Your answer should hold all lines of the entries that include the word "stripe".

------------------------------------------------

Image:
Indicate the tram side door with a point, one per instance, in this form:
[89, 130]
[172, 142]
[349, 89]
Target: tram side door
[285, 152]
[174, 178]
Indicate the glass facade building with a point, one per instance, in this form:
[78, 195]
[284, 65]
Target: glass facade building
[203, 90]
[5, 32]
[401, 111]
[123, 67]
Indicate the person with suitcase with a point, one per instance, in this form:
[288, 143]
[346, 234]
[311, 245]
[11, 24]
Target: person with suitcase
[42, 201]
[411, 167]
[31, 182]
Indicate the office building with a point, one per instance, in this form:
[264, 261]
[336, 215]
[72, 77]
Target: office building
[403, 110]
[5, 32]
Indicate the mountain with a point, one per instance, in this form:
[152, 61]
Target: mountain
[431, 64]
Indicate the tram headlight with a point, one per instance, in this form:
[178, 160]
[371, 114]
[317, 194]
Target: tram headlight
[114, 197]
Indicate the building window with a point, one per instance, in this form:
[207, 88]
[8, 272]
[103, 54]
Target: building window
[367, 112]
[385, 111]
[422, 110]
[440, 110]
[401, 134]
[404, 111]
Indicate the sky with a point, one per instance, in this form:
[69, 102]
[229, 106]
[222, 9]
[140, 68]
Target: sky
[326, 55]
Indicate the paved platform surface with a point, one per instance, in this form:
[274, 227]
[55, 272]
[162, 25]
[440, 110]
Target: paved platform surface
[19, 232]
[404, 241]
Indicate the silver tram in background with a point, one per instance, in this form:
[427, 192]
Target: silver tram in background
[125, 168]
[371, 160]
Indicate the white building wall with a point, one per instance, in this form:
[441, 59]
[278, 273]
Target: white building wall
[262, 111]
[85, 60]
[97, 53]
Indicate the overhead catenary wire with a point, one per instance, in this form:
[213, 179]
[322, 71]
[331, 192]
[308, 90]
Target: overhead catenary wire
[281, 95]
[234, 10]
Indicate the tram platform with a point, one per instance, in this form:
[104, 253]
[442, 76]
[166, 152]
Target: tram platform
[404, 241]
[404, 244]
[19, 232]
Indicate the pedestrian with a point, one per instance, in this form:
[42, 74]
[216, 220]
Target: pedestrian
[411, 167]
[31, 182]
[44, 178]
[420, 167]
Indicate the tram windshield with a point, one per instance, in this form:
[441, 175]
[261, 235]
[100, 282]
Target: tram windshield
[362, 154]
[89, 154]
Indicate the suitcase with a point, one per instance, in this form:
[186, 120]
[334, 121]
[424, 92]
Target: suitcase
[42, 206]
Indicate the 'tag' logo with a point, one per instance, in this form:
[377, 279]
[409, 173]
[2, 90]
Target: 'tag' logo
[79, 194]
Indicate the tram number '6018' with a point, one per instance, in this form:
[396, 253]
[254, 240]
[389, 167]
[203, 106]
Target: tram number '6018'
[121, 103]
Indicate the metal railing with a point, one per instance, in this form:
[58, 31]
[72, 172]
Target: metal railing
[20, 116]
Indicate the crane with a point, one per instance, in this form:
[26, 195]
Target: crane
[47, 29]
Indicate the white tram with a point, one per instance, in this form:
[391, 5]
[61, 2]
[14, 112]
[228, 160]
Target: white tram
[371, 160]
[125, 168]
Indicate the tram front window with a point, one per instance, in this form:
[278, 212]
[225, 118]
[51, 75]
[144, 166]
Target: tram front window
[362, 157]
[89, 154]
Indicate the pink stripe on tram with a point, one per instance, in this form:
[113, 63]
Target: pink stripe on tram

------------------------------------------------

- RESULT -
Indicate the pink stripe on tram with a point, one per instance, in this form:
Target: pink stripe on tram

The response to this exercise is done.